(Data items)
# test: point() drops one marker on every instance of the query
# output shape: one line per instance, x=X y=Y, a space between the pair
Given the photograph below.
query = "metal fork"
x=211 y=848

## STATED EXERCISE
Write out all of the lines above again, requests included, and add 20 to each x and y coordinate in the answers.

## OUTPUT OF THE TASK
# test: point() drops one marker on every instance of the query
# output shape: one line per instance, x=X y=Y, a space between the pair
Given the photograph below.
query = "metal fork"
x=231 y=868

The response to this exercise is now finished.